Notre organisation a beaucoup oeuvré contre le traité anti-contrefaçon dit ACTA ( Anti-Counterfeiting Trade Agreement ). Or à travers le projet d'accord transatlantique, on peut craindre de revoir réapparaitre les mêmes questions relatives aux droits d'auteur ou à la violation du copyright. S'agissant du numérique, les questions de la responsabilisation des intermédiaires techniques et des hébergeurs en matière de censure ainsi que des violations de copyright et de la surveillance sont problématiques. Une législation américaine comme le Stop Online Piracy Act ( SOPA ) ou le projet ACTA étaient déjà défavorables à l'Europe sur ces points. L' Union européenne est plus protectrice des libertés que les États-Unis, mais le problème majeur tient à l' asymétrie capacitaire dans le domaine d'Internet, compte tenu de la puissance des géants américains de l'Internet. Ce type d'accords et les clauses d'arbitrage ne peuvent qu'être défavorables à l'Union européenne. Si l'on part du principe que cet accord doit montrer la voie et être un accord « modèle », on n'ose pas imaginer ce que ce type de dispositions pourraient donner dans un accord entre les États-Unis et un pays plus faible que l'Union européenne !
La question des données personnelles est censée ne pas être couverte par ces négociations mais nous avons un fort doute sur ce point, eu égard à la définition du périmètre des données personnelles. En effet, un très grand nombre de données commerciales sont en réalité des données personnelles. Si on s'appuie sur les études de la Commission nationale informatique et libertés, on peut voir que nombre de données échangées entre des sociétés américaines et des citoyens européens sont considérées non comme des données personnelles mais comme des données commerciales. La proposition de règlement européen relative au traitement des données personnelles est actuellement en discussion. Nous regrettons qu'elle ne soit pas encore adoptée pour fournir un cadre juridique fort et constituer une base de négociation solide avec les États-Unis.

Objectif →
Transcrivez sans modification l'extrait du texte sur l'accord transatlantique qui va de « La question des » jusqu'à « avec les États-Unis. ».

Entrées de données enregistrées →

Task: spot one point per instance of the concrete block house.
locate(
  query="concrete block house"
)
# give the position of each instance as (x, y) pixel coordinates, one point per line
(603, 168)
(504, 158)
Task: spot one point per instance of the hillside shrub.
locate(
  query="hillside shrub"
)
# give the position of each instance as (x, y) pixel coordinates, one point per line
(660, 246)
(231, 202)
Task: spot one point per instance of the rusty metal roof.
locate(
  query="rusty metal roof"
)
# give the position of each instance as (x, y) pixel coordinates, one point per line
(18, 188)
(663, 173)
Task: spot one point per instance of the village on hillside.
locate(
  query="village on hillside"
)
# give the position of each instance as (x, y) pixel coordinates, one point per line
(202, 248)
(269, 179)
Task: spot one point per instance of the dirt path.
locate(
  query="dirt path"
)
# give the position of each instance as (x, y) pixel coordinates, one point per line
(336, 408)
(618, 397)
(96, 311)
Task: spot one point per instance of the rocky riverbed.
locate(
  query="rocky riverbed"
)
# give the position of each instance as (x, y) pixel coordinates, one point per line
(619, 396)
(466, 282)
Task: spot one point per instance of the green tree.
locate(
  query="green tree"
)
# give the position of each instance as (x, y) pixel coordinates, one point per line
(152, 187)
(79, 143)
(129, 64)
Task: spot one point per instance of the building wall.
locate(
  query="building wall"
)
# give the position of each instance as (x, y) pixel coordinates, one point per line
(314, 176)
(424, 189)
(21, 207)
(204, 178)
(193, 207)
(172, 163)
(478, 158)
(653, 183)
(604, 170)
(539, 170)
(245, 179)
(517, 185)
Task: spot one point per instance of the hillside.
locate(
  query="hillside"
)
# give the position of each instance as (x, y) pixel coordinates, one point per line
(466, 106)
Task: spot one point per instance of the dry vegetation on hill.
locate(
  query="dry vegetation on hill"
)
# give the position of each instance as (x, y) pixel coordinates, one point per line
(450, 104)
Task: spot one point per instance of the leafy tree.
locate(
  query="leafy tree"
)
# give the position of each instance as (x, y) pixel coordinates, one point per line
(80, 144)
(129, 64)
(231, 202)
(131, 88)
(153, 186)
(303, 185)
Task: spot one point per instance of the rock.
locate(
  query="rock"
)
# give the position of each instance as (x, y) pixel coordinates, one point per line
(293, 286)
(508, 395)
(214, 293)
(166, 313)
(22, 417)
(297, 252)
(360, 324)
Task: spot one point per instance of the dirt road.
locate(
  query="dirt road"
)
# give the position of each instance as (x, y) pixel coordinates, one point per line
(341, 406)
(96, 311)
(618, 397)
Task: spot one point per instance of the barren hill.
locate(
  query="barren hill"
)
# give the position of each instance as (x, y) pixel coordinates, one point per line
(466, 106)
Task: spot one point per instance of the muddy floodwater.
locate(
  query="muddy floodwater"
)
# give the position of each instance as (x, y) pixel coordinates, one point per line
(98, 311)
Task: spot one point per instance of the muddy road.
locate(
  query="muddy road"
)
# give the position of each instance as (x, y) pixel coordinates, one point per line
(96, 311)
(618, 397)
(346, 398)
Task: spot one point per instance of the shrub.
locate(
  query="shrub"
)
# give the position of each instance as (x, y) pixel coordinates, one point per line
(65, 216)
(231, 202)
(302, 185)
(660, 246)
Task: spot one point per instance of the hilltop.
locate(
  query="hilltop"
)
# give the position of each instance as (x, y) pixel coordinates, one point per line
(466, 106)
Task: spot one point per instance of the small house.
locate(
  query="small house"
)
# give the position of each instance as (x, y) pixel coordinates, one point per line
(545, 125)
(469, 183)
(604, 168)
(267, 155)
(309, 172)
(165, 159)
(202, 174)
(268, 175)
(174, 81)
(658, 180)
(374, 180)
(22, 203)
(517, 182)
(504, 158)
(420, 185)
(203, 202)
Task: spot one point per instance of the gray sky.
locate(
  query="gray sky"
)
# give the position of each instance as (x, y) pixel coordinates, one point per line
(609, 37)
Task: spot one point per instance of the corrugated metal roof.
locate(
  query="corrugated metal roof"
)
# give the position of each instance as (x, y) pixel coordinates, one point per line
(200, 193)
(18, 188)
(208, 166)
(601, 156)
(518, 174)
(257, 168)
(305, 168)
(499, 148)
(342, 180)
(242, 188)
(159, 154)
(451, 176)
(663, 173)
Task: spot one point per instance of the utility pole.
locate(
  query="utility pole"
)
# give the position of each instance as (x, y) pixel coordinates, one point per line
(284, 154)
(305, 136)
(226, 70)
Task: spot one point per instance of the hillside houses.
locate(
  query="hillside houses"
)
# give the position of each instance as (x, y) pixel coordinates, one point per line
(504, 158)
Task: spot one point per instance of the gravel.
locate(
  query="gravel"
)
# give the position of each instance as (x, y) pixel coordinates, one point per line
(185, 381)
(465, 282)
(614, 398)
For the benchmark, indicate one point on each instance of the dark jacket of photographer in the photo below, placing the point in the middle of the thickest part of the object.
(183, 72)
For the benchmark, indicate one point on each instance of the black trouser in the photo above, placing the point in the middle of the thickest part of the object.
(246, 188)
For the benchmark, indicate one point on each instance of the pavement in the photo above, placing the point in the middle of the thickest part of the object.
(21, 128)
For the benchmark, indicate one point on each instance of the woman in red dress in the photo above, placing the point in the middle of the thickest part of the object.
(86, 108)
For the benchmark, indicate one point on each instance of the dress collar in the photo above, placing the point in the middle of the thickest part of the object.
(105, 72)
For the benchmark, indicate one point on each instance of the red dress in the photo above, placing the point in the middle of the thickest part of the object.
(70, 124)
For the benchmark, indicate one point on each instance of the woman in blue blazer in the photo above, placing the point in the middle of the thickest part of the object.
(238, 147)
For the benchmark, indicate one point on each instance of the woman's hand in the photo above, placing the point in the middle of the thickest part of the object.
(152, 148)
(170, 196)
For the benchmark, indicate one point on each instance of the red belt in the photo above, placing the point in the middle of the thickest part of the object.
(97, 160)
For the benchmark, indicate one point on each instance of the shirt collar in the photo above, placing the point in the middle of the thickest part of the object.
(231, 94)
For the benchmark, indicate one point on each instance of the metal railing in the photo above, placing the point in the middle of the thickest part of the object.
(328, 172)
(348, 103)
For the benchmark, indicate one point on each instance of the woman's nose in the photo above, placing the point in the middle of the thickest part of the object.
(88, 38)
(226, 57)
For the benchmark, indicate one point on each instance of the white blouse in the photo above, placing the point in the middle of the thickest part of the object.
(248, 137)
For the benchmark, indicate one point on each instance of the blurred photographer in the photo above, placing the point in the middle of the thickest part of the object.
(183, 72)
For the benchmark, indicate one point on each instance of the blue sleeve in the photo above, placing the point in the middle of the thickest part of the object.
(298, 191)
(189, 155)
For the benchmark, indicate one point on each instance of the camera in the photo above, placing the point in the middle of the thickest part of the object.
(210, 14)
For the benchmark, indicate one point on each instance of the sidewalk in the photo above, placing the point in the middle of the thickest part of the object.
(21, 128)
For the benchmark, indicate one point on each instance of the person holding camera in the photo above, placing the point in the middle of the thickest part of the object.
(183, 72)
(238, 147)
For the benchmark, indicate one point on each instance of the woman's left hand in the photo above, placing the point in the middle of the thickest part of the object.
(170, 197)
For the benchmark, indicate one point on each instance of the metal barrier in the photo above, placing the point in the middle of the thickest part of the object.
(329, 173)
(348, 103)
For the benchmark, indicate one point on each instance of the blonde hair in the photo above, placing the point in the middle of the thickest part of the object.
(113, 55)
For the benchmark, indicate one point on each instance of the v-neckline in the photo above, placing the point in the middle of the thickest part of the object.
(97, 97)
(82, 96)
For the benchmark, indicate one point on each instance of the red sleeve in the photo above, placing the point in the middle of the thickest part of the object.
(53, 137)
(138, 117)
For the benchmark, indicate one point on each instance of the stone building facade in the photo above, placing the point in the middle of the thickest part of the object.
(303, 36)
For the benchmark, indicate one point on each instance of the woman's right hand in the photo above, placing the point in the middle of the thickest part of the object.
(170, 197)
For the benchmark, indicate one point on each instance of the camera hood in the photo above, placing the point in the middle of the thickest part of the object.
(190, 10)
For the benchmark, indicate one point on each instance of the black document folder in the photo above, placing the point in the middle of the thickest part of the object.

Réponse finale →
La question des données personnelles est censée ne pas être couverte par ces négociations mais nous avons un fort doute sur ce point, eu égard à la définition du périmètre des données personnelles. En effet, un très grand nombre de données commerciales sont en réalité des données personnelles. Si on s'appuie sur les études de la Commission nationale informatique et libertés, on peut voir que nombre de données échangées entre des sociétés américaines et des citoyens européens sont considérées non comme des données personnelles mais comme des données commerciales. La proposition de règlement européen relative au traitement des données personnelles est actuellement en discussion. Nous regrettons qu'elle ne soit pas encore adoptée pour fournir un cadre juridique fort et constituer une base de négociation solide avec les États-Unis.